What this task involves
Revise the lines from the beginning up to and including the one containing "127), (227, 131)]", changing "plate glass window" to "storefront window" and leaving everything else the same.

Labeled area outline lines
----

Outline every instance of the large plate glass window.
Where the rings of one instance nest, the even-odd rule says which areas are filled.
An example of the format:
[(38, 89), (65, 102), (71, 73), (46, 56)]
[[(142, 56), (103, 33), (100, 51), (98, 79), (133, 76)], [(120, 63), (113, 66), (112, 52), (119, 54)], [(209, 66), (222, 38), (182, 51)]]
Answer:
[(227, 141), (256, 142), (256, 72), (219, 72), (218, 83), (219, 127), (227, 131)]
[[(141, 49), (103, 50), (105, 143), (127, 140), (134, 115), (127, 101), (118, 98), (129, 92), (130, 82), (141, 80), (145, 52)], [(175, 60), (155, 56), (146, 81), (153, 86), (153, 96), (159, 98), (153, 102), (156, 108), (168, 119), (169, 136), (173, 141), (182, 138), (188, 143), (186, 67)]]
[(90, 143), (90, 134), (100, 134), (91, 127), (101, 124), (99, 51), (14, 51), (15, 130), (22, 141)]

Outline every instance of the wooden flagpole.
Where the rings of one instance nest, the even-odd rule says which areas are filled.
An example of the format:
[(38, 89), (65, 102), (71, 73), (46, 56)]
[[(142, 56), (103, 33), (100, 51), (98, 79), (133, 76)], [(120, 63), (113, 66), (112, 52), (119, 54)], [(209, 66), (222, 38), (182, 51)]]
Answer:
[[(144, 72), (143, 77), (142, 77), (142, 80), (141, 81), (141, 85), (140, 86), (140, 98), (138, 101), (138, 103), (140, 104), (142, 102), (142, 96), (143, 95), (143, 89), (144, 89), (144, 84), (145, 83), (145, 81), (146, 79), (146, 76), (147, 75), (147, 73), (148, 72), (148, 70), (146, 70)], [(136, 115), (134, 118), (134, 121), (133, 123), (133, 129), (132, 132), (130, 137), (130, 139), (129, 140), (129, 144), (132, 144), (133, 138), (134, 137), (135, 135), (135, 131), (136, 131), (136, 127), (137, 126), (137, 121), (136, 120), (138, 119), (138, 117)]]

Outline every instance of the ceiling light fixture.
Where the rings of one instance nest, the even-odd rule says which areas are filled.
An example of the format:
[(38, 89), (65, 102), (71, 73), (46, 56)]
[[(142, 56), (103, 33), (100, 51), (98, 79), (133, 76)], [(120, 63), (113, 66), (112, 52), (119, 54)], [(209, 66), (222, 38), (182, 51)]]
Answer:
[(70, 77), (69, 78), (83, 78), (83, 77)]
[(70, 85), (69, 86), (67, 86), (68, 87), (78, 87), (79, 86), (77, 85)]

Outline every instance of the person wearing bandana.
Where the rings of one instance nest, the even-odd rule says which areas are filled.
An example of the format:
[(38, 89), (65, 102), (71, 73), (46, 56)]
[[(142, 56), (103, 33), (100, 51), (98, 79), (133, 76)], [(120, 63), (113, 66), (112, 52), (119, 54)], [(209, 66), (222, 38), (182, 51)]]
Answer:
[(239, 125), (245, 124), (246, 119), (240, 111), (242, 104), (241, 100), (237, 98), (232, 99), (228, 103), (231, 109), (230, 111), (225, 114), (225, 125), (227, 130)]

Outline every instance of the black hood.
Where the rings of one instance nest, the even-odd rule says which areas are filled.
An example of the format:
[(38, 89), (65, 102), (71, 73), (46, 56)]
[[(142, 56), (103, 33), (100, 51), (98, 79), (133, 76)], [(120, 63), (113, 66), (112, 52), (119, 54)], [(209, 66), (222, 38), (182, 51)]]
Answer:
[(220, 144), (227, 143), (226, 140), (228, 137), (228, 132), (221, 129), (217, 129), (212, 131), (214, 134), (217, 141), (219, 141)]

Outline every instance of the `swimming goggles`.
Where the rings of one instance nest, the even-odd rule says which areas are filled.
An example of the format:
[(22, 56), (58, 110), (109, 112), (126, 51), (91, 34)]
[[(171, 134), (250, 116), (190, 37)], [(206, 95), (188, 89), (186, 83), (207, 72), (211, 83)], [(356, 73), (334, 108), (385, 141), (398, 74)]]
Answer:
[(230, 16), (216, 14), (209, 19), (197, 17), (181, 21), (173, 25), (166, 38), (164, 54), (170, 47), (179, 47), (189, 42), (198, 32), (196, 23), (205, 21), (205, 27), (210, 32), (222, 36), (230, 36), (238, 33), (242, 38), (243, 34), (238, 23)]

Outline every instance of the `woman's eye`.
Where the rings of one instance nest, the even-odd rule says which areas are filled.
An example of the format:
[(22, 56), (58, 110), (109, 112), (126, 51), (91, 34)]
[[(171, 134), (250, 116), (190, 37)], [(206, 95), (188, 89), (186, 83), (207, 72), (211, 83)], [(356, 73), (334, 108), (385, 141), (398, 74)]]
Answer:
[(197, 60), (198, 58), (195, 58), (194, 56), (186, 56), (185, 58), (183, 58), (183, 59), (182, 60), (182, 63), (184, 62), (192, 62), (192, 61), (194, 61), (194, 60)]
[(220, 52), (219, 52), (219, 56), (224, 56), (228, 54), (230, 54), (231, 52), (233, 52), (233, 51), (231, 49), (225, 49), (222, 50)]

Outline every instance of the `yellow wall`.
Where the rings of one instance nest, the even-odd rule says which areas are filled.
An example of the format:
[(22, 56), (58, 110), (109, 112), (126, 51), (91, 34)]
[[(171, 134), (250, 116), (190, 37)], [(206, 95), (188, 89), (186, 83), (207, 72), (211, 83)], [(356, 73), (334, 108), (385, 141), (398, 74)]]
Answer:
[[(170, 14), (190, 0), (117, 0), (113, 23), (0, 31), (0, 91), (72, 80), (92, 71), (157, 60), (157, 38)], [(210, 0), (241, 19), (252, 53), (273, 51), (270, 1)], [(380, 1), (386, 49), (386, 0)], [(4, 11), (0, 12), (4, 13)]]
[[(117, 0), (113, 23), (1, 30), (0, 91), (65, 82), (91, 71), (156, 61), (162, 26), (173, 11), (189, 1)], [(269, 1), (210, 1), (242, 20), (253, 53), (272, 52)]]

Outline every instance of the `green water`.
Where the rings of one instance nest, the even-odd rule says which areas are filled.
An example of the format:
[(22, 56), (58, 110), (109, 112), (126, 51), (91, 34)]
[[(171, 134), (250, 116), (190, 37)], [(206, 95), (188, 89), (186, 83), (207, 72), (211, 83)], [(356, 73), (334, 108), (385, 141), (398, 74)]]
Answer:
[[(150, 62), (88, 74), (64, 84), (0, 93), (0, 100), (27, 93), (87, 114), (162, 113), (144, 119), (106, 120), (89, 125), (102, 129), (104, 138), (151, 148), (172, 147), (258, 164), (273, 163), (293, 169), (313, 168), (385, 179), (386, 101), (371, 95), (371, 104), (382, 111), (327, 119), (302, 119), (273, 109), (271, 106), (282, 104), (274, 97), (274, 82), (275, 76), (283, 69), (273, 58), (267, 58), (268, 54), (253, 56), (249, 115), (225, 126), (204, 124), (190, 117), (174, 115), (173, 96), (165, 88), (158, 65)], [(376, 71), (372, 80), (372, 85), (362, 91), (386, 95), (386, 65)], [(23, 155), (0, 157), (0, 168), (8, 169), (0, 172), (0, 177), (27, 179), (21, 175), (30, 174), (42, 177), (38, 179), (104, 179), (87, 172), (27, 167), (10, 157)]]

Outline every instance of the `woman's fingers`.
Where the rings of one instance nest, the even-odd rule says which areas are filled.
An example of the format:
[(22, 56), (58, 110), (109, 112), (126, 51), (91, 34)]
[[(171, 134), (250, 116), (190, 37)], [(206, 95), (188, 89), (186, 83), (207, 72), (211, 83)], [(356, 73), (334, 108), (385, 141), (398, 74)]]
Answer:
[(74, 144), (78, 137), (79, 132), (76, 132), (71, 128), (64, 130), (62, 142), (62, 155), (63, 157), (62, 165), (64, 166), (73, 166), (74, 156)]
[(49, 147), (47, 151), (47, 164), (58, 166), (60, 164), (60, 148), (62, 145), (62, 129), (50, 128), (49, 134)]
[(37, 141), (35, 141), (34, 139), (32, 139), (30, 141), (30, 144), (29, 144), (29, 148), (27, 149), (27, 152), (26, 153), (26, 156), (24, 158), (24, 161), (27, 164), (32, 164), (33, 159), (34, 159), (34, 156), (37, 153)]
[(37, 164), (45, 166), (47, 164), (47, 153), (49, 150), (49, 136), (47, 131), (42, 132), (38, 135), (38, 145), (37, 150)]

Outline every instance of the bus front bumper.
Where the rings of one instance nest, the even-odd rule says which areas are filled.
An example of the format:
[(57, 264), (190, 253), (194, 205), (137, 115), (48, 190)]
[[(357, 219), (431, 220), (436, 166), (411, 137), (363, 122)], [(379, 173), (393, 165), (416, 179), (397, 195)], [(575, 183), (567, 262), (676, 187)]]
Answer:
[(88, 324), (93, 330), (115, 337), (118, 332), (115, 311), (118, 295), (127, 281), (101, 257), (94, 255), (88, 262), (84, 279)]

----

Finished task
Outline every instance of the large storefront window.
Where the rings of one instance nest, the even-odd rule says which areas are filled.
An example of the format:
[(38, 89), (65, 102), (71, 73), (46, 56)]
[[(142, 56), (103, 33), (100, 51), (98, 79), (133, 76)], [(120, 63), (113, 66), (112, 52), (119, 54)], [(209, 66), (222, 38), (182, 51)]]
Answer:
[(227, 141), (256, 142), (256, 72), (219, 72), (218, 83), (219, 127), (227, 131)]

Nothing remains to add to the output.